DATA FOR THIS TASK =
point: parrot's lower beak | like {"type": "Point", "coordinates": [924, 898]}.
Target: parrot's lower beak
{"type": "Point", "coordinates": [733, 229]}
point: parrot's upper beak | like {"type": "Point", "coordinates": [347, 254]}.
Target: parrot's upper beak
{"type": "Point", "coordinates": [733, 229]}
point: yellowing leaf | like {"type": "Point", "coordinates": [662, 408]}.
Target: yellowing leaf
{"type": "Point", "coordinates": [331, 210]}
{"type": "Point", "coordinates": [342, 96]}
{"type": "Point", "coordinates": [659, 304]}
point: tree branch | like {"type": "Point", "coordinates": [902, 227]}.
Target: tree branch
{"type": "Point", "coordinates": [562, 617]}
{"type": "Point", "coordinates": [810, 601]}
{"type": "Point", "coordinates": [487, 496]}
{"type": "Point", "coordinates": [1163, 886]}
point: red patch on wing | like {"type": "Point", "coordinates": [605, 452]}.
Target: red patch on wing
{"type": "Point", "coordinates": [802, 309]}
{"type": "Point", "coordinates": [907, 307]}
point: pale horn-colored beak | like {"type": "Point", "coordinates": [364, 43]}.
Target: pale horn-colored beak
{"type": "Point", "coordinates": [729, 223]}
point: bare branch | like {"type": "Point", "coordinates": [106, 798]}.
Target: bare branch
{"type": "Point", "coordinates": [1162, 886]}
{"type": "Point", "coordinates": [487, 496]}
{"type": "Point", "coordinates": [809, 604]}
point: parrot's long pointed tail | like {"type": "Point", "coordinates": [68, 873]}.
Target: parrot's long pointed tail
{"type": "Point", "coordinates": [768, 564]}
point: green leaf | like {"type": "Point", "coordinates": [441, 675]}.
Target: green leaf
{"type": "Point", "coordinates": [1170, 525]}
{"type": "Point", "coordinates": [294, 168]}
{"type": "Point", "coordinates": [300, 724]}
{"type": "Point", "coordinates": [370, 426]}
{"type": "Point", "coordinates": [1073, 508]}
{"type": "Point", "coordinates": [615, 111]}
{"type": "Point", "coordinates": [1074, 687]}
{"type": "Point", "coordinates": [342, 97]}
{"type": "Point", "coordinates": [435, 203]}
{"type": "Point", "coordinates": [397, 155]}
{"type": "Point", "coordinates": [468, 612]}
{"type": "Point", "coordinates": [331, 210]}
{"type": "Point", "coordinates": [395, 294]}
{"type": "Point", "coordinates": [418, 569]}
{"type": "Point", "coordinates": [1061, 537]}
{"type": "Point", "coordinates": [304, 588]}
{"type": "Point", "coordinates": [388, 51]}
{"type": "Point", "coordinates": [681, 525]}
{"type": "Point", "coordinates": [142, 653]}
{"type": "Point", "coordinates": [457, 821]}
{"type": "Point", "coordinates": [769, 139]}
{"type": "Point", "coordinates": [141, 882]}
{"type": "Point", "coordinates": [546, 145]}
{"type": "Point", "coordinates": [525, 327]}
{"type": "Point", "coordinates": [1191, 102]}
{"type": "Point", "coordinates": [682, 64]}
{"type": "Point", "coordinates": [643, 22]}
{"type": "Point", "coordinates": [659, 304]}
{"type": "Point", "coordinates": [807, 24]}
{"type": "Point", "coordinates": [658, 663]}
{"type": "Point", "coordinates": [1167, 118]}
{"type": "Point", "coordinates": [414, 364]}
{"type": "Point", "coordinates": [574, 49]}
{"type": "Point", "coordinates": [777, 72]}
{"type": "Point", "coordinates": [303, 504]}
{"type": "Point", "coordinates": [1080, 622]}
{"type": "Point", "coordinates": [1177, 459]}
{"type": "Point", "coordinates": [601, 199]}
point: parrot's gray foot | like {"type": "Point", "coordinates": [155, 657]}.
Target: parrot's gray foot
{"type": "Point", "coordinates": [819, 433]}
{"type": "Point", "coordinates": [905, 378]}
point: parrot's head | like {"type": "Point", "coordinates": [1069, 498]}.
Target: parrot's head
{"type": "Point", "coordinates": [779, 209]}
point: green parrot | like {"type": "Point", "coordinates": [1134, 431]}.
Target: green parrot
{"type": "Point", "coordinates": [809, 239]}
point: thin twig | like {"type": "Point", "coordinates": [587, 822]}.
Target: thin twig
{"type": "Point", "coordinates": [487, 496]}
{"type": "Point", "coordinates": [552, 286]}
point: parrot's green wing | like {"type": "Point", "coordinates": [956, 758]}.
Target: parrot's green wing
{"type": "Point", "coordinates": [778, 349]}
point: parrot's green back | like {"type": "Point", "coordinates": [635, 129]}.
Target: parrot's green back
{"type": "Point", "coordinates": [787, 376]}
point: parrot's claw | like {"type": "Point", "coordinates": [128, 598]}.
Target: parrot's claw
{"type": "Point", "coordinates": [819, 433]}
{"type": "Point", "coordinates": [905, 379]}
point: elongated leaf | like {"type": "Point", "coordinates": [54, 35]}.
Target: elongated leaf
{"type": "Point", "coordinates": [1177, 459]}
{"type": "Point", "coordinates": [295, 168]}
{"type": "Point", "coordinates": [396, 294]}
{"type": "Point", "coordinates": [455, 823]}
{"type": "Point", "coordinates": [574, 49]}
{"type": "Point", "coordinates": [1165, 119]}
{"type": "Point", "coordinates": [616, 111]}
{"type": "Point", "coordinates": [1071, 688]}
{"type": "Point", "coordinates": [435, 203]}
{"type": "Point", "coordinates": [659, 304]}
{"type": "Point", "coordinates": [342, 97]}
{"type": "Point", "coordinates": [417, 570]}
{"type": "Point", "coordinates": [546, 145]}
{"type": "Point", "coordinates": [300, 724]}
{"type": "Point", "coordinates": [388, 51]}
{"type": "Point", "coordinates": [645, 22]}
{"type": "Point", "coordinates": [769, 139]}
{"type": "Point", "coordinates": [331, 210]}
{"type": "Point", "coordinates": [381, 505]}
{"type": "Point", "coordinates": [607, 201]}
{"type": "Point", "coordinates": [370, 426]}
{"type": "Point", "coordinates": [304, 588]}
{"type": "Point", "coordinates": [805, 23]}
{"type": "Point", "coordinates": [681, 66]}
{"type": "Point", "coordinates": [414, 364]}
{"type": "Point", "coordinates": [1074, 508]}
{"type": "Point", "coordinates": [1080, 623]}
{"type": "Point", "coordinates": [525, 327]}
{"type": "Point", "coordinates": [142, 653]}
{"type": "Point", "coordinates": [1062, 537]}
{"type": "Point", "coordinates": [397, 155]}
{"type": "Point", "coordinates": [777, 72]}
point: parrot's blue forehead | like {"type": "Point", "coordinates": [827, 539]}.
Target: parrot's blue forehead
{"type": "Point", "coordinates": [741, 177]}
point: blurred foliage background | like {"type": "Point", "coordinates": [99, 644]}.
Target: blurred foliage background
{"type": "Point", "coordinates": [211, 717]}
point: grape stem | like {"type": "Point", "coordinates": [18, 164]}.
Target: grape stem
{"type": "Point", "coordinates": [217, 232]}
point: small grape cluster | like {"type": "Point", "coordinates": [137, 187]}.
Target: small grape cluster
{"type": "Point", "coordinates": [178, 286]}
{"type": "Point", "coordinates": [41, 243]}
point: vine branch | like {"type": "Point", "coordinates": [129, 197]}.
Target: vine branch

WHAT IS NEEDED =
Please rewrite every line of the data in the stretch from the line containing "point: small grape" through the end of the data, raising each answer coordinate by 58 and leaving all other numbers as they are.

OUTPUT =
point: small grape cluster | like {"type": "Point", "coordinates": [137, 187]}.
Target: small grape cluster
{"type": "Point", "coordinates": [236, 344]}
{"type": "Point", "coordinates": [99, 301]}
point: vine branch | like {"type": "Point", "coordinates": [129, 197]}.
Target: vine branch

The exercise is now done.